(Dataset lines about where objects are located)

-- Begin --

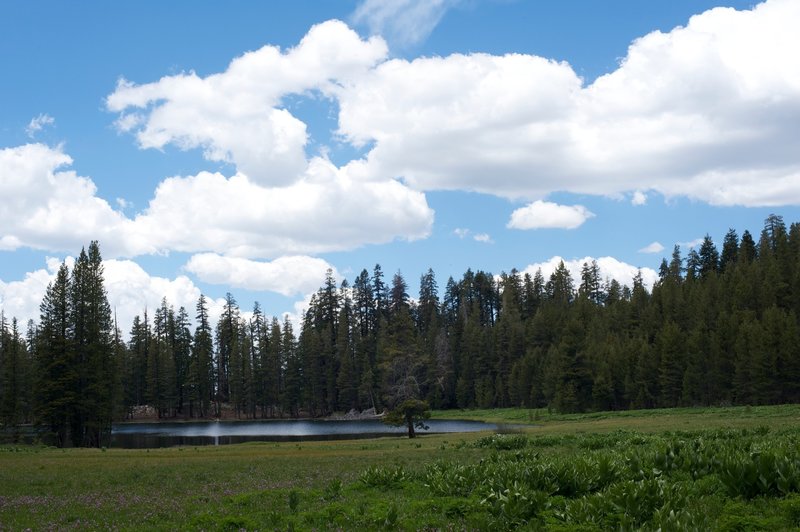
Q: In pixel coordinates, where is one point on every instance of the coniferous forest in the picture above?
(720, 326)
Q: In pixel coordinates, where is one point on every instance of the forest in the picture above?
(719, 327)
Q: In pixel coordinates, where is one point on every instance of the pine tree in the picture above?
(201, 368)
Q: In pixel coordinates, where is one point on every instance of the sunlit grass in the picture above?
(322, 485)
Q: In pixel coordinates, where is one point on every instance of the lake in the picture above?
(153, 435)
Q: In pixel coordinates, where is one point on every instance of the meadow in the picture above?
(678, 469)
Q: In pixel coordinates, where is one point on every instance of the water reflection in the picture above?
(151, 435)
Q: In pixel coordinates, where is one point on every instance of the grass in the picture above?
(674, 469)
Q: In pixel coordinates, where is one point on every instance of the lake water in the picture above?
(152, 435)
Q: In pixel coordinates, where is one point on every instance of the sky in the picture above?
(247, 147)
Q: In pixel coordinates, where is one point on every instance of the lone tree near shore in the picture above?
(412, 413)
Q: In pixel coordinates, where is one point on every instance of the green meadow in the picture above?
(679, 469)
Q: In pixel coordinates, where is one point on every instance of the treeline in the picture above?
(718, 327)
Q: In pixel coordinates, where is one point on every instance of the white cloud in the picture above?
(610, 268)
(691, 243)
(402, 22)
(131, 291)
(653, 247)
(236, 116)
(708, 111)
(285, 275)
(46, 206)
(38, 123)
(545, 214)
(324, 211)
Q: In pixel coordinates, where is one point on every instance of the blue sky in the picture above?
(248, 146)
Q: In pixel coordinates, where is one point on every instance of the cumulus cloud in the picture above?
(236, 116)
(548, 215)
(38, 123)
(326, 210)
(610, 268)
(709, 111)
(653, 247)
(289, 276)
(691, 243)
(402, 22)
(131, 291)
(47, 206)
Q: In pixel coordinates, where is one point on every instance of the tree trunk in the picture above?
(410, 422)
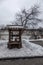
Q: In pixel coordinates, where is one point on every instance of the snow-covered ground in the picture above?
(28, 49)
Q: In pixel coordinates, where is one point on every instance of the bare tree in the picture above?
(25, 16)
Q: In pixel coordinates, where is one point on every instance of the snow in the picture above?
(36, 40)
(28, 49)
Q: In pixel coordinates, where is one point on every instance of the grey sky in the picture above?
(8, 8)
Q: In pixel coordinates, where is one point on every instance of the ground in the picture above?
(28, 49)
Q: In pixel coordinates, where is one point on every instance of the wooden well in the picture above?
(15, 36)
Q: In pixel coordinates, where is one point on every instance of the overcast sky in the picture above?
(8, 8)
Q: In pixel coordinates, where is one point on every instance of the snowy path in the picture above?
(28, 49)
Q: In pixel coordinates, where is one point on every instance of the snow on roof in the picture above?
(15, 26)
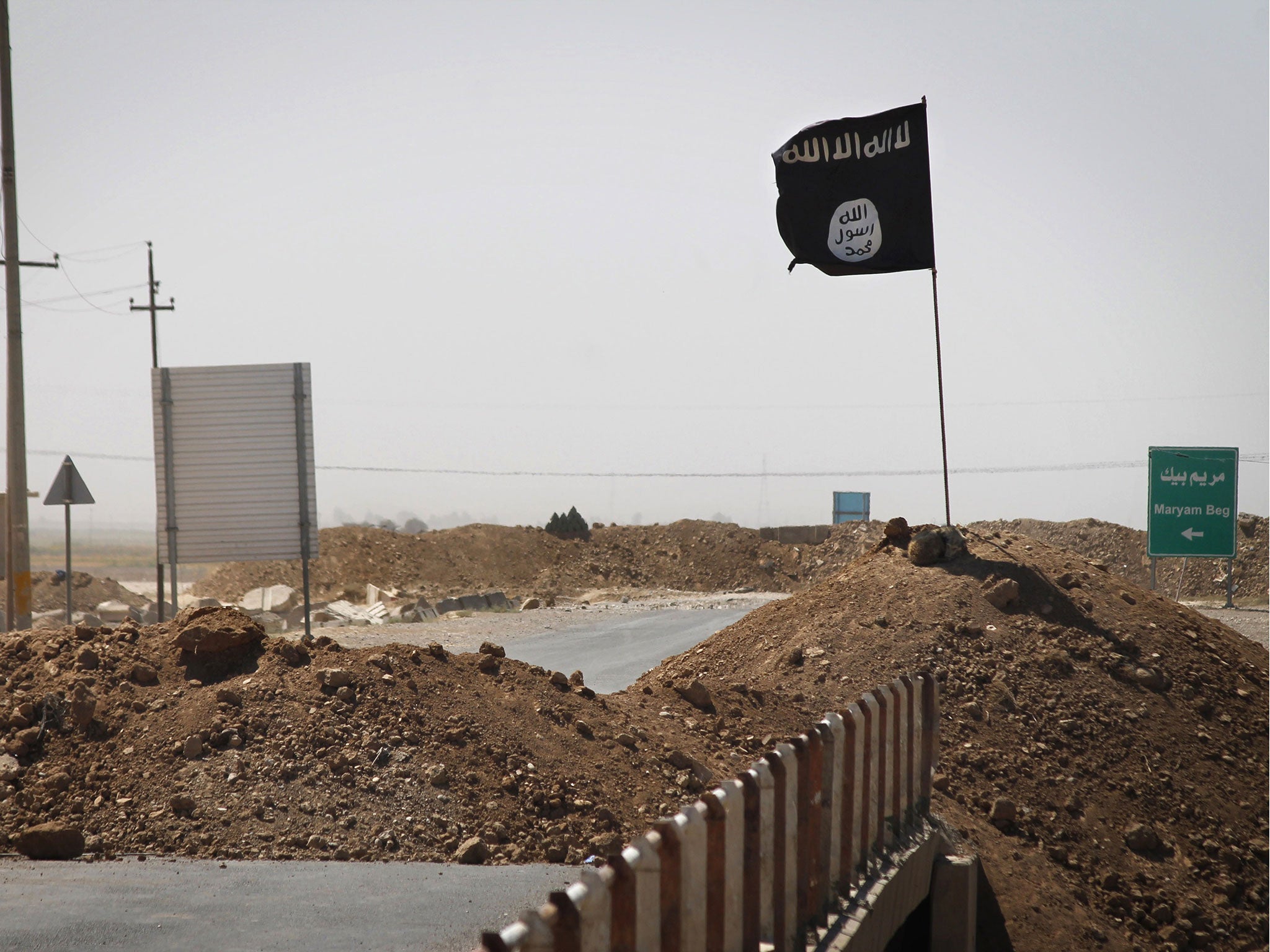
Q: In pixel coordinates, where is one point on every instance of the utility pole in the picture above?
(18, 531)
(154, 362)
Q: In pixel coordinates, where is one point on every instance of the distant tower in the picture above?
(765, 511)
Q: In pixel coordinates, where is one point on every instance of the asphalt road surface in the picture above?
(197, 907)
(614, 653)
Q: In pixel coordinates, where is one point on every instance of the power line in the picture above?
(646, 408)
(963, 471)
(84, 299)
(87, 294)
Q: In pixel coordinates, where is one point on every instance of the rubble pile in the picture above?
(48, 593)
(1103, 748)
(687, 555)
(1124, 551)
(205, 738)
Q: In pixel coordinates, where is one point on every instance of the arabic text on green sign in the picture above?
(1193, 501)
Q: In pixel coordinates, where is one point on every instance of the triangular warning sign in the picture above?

-- End --

Reproduce every one of the lines above word for word, but omit the pictures.

### Reply
Q: In pixel coordinates, where is one point on every instance of the coniferous forest in the picture above?
(720, 326)
Q: In pixel coordinates, where is one point on every instance of the forest in the picture above?
(719, 327)
Q: In pixel coordinates, where is one point on every instance of the pine tree in the picture above?
(201, 368)
Q: In pixel coordinates, where is one point on every instance of the sunlit grass in the picture above?
(322, 485)
Q: In pixel coordinates, where is one point on every instance of the lake in the picture above?
(153, 435)
Q: In pixel coordinates, where is one point on every instance of the meadow in the picture above?
(678, 469)
Q: In pixel coordinates, where is one point on every instance of the water reflection in the picture above?
(151, 435)
Q: In pixel coordinates, where is one point on every instance of the grass in the picture above?
(674, 469)
Q: In pixel coordinates, where is one point on every instance of the lake water in the picture above?
(152, 435)
Q: In pixel coordinates, where is one point on every instance of the sky in the picture above?
(247, 147)
Q: In pixel coordinates, where is one point on every instance of the lone tree near shore in the picture above?
(412, 413)
Q: In pixel coordinates, where is one point on every instance of the green meadow in the picture above?
(679, 469)
Q: In pixel coordinates, where is one point on every instance of the treeline in the picture above?
(718, 327)
Q: In pixel coordinates, where is one point on every instance of the white cloud in the picture above?
(610, 268)
(691, 243)
(402, 22)
(131, 291)
(653, 247)
(236, 116)
(708, 111)
(285, 275)
(46, 206)
(38, 123)
(545, 214)
(324, 211)
Q: In pixel coordinates, where is one point on every instance of the blue sky in the picture above?
(248, 146)
Q: In pixel coordinates, where is one point on every instance of the cumulus cloud in the picture above?
(236, 116)
(548, 215)
(38, 123)
(326, 210)
(610, 268)
(709, 111)
(653, 247)
(289, 276)
(691, 243)
(402, 22)
(131, 291)
(47, 206)
Q: In pixel coordinates, where is one point on every instance of the tree trunk in the picture above?
(410, 422)
Q: In pixel coordinates, where is one point on every instance of the snow-covered ground in the picture above?
(28, 49)
Q: In pixel coordinates, where is one point on every instance of the bare tree in the picture above?
(25, 16)
Q: In pixel coordinates, where is one point on every instance of the snow in the picture above?
(36, 40)
(28, 49)
Q: In pixel coordinates, where is one point on every instance of the grey sky in the picture above?
(8, 8)
Q: In pixel coordinates, where is one point on every instance of the ground in the picture above?
(28, 49)
Q: In pixel coordinates, where is one point on every instance of the wooden well in the picture above?
(15, 36)
Q: In pixel coordinates, where is one point on every instance of the overcast sky in the picture above?
(8, 8)
Q: In pixel coordinates, where is one point on every instance of the snowy path in the picture above?
(28, 49)
Q: In pixel coordinates, where is one point on every instance of the snow on roof in the picture above?
(15, 26)
Q: In pixel coordinates, where is one point on every instance of the utility pole in the picture above?
(18, 531)
(154, 362)
Q: In pixel coordinates, where is one point on every instance of the distant tower in the picture above?
(765, 511)
Q: In pixel coordinates, where is one point on every instance of the asphalt road surface in the picture above?
(197, 907)
(614, 653)
Q: In pixel coordinates, where is one point on every instance of the power line in the picture above?
(646, 408)
(963, 471)
(84, 299)
(87, 294)
Q: In pixel coordinates, where is one point on every instance of the rubble pile in the picture above?
(48, 593)
(1103, 748)
(687, 555)
(1124, 551)
(205, 738)
Q: In pixel coordinates, where is one point on every instance of the arabic text on green sign in the picture above?
(1193, 501)
Q: In pixel coordinates, where is one point on every instance of the triangular warning sign in the picture above?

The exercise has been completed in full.